-- Start Data records --
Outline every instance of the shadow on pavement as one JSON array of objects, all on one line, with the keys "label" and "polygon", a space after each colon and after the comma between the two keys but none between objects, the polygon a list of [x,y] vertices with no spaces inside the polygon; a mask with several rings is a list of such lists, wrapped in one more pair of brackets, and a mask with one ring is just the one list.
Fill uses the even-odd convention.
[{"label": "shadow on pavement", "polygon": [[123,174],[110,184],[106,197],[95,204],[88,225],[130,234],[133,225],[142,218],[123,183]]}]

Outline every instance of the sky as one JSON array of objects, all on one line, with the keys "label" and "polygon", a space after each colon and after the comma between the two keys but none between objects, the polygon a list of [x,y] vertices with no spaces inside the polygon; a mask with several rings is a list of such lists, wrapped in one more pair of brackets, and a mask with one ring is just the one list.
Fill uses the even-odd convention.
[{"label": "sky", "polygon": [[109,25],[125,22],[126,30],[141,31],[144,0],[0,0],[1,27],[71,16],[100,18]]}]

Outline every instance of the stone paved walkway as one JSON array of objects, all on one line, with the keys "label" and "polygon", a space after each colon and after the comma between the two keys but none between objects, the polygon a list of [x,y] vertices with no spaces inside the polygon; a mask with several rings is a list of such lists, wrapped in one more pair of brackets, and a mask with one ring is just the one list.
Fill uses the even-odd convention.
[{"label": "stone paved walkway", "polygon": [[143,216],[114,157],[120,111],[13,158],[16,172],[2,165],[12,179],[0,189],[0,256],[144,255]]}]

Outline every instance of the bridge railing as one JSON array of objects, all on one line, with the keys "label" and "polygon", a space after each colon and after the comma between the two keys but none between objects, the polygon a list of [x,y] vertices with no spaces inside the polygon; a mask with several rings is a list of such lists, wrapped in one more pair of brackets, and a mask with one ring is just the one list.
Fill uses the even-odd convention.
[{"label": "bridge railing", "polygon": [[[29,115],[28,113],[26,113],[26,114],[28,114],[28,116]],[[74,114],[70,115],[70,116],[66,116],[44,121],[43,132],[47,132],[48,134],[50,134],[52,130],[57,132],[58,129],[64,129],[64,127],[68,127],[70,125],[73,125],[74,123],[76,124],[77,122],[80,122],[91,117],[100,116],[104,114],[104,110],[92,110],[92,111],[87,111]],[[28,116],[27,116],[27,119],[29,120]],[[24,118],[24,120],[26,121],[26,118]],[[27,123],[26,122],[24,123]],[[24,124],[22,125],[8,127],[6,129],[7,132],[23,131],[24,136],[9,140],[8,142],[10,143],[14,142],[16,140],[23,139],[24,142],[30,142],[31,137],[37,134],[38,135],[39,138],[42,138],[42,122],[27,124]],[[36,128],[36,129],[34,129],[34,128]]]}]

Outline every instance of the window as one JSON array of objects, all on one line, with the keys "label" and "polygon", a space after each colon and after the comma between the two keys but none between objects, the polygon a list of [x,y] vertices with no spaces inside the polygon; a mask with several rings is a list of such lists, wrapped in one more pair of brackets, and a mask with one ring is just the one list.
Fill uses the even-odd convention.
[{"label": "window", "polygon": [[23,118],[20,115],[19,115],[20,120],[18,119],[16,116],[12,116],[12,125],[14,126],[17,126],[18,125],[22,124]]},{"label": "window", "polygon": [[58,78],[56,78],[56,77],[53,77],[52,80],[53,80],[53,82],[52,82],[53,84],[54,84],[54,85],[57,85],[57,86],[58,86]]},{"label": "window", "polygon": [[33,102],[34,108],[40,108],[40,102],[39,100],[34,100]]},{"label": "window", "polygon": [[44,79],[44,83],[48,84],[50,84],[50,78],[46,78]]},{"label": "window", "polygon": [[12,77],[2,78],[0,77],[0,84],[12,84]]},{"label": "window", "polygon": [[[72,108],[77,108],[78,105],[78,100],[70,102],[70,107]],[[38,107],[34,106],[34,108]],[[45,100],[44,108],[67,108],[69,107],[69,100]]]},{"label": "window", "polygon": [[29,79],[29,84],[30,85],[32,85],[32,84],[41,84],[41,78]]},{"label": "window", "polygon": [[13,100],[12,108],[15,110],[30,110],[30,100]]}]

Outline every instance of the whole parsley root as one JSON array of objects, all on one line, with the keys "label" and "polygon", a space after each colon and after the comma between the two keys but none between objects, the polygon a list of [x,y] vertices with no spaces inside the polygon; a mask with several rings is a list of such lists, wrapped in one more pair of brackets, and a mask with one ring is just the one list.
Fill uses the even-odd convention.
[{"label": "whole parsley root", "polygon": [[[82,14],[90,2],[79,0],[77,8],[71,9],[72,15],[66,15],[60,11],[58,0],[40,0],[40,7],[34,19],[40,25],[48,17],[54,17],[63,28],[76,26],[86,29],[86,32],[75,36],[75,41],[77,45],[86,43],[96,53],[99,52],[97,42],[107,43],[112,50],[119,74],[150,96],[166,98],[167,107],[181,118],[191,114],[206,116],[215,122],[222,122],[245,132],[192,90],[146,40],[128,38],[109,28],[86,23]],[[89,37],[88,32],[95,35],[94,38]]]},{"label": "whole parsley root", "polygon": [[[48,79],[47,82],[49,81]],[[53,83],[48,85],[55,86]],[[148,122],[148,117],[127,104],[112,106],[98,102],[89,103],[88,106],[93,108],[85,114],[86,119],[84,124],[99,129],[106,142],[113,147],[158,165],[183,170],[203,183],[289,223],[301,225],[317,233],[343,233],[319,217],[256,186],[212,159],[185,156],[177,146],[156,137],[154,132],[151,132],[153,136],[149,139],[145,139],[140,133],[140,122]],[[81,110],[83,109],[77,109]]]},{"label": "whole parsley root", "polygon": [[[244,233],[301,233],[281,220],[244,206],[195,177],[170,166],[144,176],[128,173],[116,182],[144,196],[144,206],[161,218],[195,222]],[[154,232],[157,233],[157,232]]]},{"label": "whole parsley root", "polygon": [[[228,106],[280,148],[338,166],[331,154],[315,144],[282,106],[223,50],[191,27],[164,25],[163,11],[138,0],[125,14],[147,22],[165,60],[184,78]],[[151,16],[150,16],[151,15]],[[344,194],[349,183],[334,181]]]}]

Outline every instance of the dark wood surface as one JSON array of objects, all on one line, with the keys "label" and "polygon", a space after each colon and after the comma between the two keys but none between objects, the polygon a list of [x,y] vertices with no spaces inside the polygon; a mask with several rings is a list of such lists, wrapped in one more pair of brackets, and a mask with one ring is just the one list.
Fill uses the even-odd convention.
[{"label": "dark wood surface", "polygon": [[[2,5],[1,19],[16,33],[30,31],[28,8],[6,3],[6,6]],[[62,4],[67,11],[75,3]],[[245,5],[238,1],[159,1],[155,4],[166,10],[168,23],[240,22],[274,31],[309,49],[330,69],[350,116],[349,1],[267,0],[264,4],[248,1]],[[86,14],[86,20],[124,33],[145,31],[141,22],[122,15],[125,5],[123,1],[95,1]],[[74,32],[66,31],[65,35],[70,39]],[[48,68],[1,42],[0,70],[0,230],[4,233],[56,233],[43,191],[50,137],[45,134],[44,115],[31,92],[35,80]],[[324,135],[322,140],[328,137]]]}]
-- End Data records --
# Work instructions
Turn each line of the listing above into an item of a numbered list, leaving out the blank lines.

# Exercise result
1. Outline every instance of the shadow on pavement as one JSON array of objects, all on one line, with the keys "label" and "polygon", a space after each colon and after the comma between the two keys but none between objects, the polygon a list of [x,y] vertices with no spaces inside the polygon; a mask with several rings is a list of such lists, wrapped in one more pair of brackets, and a mask with one ring is just the one list.
2. Fill uses the even-odd convention.
3. [{"label": "shadow on pavement", "polygon": [[123,174],[110,184],[106,197],[95,204],[88,225],[130,234],[133,225],[142,218],[123,183]]}]
4. Outline every instance of the sky as one JSON array of objects, all on one line, with the keys "label" and "polygon", a space after each colon and after the comma between the two keys but none between objects, the polygon a list of [x,y] vertices with no spaces inside the polygon; a mask with several rings is a list of such lists, wrapped in one more pair of brackets, and a mask with one ring is just the one list.
5. Fill uses the even-odd convention.
6. [{"label": "sky", "polygon": [[109,25],[125,22],[126,30],[141,31],[144,0],[0,0],[1,27],[71,16],[100,18]]}]
7. Outline every instance of the stone paved walkway as one JSON array of objects, all on one line, with the keys "label" and "polygon", a space after each colon and after the comma between the two keys but none between objects, the polygon a list of [x,y] vertices with no spaces inside the polygon; a mask with several rings is a list of such lists, wrapped in one more pair of brackets, and a mask with one ring is just the one list.
8. Fill uses the even-odd convention.
9. [{"label": "stone paved walkway", "polygon": [[143,216],[114,157],[120,111],[13,158],[16,172],[2,165],[12,179],[0,189],[0,256],[144,255]]}]
10. Outline every instance of the bridge railing as one JSON array of objects, all on one line, with the keys "label" and "polygon", a space after each colon and after the comma between the two keys but none between objects, the polygon a list of [x,y] vertices with no spaces inside the polygon; a mask with several rings is a list of such lists, wrapped in one more pair of brackets, and a mask with one ring is just the one list.
11. Fill uses the even-odd convention.
12. [{"label": "bridge railing", "polygon": [[[29,115],[28,113],[26,113],[26,114],[28,114],[28,116]],[[74,114],[70,115],[70,116],[66,116],[44,121],[43,132],[47,132],[48,134],[50,134],[52,130],[57,132],[58,129],[64,129],[64,127],[68,127],[70,125],[73,125],[74,123],[76,124],[77,122],[80,122],[91,117],[100,116],[104,114],[104,110],[92,110],[92,111],[87,111]],[[28,116],[27,116],[27,119],[29,120]],[[24,118],[24,120],[26,121],[26,118]],[[27,123],[26,122],[24,123]],[[24,124],[22,125],[8,127],[6,129],[7,132],[23,131],[24,136],[9,140],[8,142],[10,143],[14,142],[16,140],[23,139],[24,142],[30,142],[31,137],[37,134],[38,135],[39,138],[42,138],[42,122],[27,124]],[[36,128],[36,129],[34,129],[34,128]]]}]
13. Outline every instance of the window as one JSON array of objects, all on one line, with the keys "label" and "polygon", a space after each colon and after the comma between the two keys but none between objects, the polygon a list of [x,y] vertices with no spaces inside the polygon; a mask with several rings is a list of such lists, wrapped in one more pair of brackets, and a mask with one ring is just the one list.
14. Fill uses the even-odd convention.
15. [{"label": "window", "polygon": [[23,118],[20,115],[19,115],[20,120],[18,119],[16,116],[12,116],[12,125],[14,126],[17,126],[18,125],[22,124]]},{"label": "window", "polygon": [[58,78],[56,78],[56,77],[53,77],[52,80],[53,80],[53,82],[52,82],[53,84],[54,84],[54,85],[57,85],[57,86],[58,86]]},{"label": "window", "polygon": [[33,102],[34,108],[40,108],[40,102],[39,100],[34,100]]},{"label": "window", "polygon": [[44,79],[44,83],[48,84],[50,84],[50,78],[46,78]]},{"label": "window", "polygon": [[12,77],[2,78],[0,77],[0,84],[12,84]]},{"label": "window", "polygon": [[[72,108],[77,108],[78,105],[78,100],[70,102],[70,107]],[[38,107],[34,106],[34,108]],[[45,100],[44,108],[67,108],[69,107],[69,100]]]},{"label": "window", "polygon": [[29,79],[29,84],[30,85],[32,85],[32,84],[41,84],[41,78]]},{"label": "window", "polygon": [[13,100],[12,108],[15,110],[30,110],[30,100]]}]
16. Outline every instance of the whole parsley root as one JSON array of objects, all on one line, with the keys "label" and "polygon", a space after each colon and after the comma between the two keys but none between objects, the polygon a list of [x,y] vertices with no spaces inside the polygon; a mask with several rings is a list of such lists, wrapped in one more pair of brackets, and a mask with one ring is just the one list.
17. Fill uses the even-odd convention.
18. [{"label": "whole parsley root", "polygon": [[[82,14],[90,2],[79,0],[77,8],[71,9],[72,15],[66,15],[60,11],[58,0],[40,0],[40,7],[34,19],[40,25],[48,17],[54,17],[63,28],[76,26],[86,29],[86,32],[75,36],[75,41],[77,45],[86,43],[96,53],[99,52],[97,42],[107,43],[112,50],[119,74],[150,96],[166,98],[167,107],[181,118],[191,114],[206,116],[215,122],[222,122],[245,132],[192,90],[146,40],[128,38],[109,28],[86,23]],[[89,37],[88,32],[95,35],[94,38]]]},{"label": "whole parsley root", "polygon": [[[48,79],[47,82],[49,81]],[[53,83],[48,85],[55,86]],[[148,122],[148,117],[127,104],[112,106],[98,102],[89,103],[88,106],[93,108],[85,114],[86,119],[84,124],[99,129],[106,142],[113,147],[158,165],[183,170],[203,183],[289,223],[301,225],[317,233],[343,233],[319,217],[256,186],[212,159],[185,156],[177,146],[156,137],[154,132],[151,132],[153,136],[149,139],[145,139],[140,133],[140,122]],[[81,110],[83,109],[77,109]]]},{"label": "whole parsley root", "polygon": [[[244,233],[301,233],[281,220],[244,206],[195,177],[170,166],[144,176],[128,173],[116,182],[144,196],[144,206],[161,218],[195,222]],[[154,232],[157,233],[157,232]]]},{"label": "whole parsley root", "polygon": [[[228,106],[280,148],[338,166],[331,154],[315,144],[282,106],[223,50],[191,27],[164,25],[163,11],[138,0],[125,14],[147,22],[165,60],[184,78]],[[151,16],[150,16],[151,15]],[[344,194],[349,183],[334,181]]]}]
19. Outline every instance of the dark wood surface as one JSON array of objects, all on one line, with the keys "label" and "polygon", a space after each colon and after the comma between the two keys but none between objects, the polygon a list of [x,y] vertices with no spaces inside the polygon; a mask with several rings is a list of such lists, wrapped in one more pair of brackets, and a mask with one ring is just the one list.
20. Fill uses the even-odd convention.
21. [{"label": "dark wood surface", "polygon": [[[2,5],[1,19],[16,33],[30,31],[28,8],[6,3],[6,6]],[[62,4],[67,11],[75,3]],[[245,5],[238,1],[159,1],[155,4],[166,10],[168,23],[240,22],[274,31],[309,49],[330,69],[350,116],[349,1],[267,0],[264,4],[248,1]],[[86,14],[86,20],[124,33],[145,31],[141,22],[122,15],[125,5],[123,1],[95,1]],[[74,32],[66,31],[65,35],[70,39]],[[48,68],[1,42],[0,70],[0,230],[4,233],[56,233],[43,191],[50,137],[45,134],[44,115],[31,92],[35,80]],[[324,135],[322,140],[328,137]]]}]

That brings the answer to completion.